> [WHAT THIS TASK INVOLVES]
List every line below that contains the word "bucket", matching case exactly.

**** THE DATA

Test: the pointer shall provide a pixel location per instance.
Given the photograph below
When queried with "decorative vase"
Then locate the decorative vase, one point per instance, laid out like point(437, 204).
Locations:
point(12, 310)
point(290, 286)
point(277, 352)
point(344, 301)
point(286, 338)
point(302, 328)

********
**** THE DATA

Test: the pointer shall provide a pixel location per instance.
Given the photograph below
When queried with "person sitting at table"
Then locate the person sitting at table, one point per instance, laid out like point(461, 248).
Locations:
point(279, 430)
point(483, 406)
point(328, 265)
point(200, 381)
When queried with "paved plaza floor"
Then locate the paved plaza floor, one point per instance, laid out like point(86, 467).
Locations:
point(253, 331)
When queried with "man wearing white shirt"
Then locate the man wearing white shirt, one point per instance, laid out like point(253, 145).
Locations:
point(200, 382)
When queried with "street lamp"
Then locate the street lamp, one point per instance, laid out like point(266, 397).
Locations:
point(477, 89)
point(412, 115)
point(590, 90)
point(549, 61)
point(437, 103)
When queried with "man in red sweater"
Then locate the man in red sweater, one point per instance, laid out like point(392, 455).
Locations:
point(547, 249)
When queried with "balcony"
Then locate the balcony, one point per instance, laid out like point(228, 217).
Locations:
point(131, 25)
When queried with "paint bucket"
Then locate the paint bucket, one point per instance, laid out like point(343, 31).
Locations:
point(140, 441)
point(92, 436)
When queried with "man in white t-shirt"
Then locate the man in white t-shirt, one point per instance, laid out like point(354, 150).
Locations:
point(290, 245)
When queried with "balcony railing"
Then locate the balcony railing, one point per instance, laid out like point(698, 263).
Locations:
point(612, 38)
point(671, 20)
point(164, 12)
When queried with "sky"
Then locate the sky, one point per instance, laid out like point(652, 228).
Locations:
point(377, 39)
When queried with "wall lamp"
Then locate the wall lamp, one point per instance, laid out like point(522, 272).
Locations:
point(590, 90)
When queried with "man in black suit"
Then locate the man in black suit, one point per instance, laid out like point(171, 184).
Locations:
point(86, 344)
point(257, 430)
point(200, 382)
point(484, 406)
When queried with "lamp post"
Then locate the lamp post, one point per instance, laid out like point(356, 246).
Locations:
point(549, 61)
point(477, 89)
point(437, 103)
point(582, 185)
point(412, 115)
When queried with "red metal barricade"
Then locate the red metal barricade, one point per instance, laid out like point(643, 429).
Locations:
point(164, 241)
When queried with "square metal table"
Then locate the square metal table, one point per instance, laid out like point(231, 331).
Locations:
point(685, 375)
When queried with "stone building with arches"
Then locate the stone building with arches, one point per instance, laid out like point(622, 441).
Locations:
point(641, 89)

********
**** THE DATA

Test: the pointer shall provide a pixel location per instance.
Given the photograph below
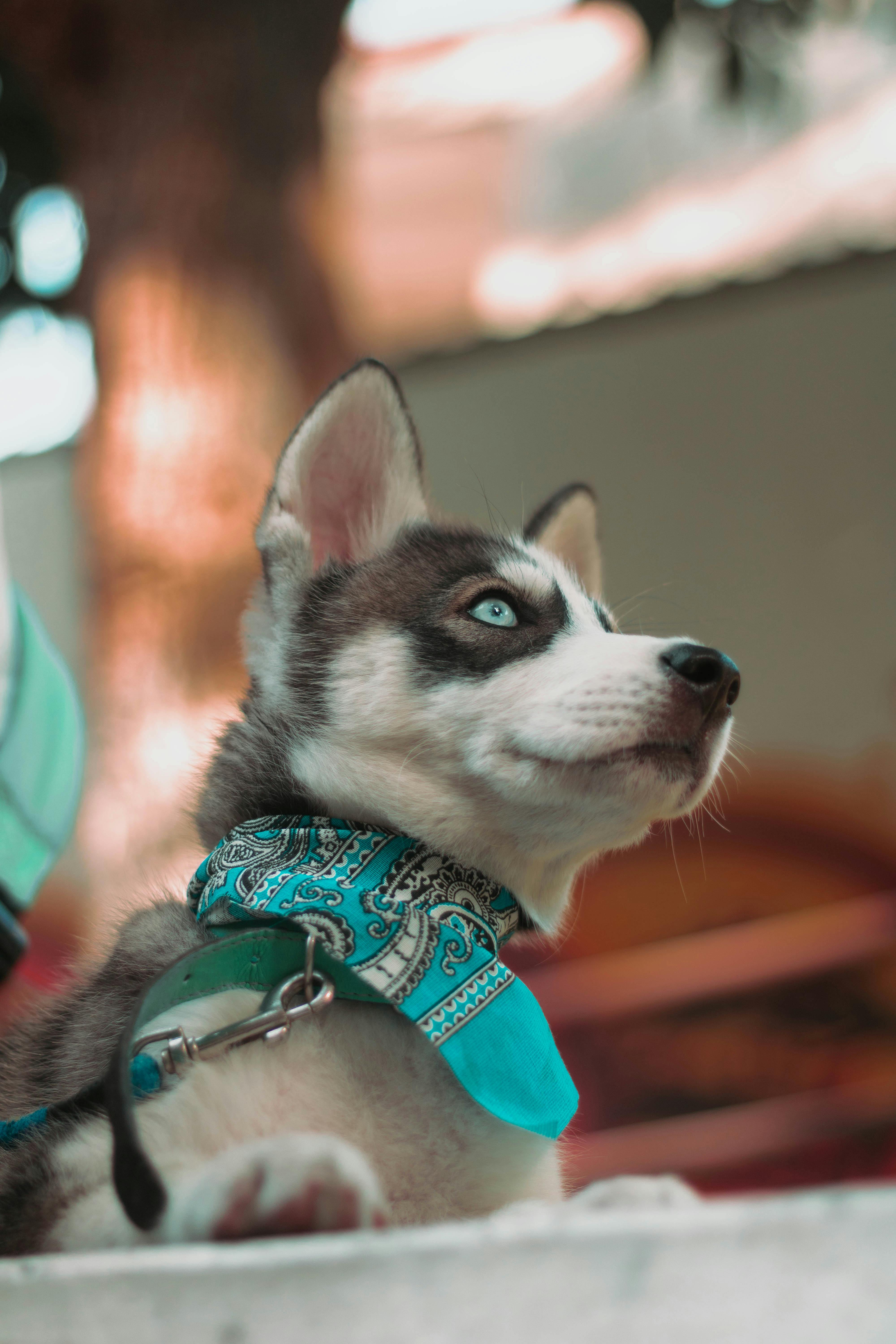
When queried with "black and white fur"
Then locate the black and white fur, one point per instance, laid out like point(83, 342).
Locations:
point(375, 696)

********

> [RESPONSE TO THE TASK]
When queried with "paint bucket"
Then locate the paint bucket, one point per instance, laid out like point(343, 31).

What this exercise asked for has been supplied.